(Source data)
☆ ☆ ☆ ☆

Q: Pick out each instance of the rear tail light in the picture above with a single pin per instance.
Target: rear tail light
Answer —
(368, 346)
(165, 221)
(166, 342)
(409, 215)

☆ ☆ ☆ ☆

*What is required*: In your answer, reproduce every entry exactly as it was written.

*Response to the exercise*:
Q: Pick out each instance of the rear tail light in the picture above with a single pin per instance.
Target: rear tail light
Answer —
(368, 346)
(165, 221)
(166, 342)
(409, 215)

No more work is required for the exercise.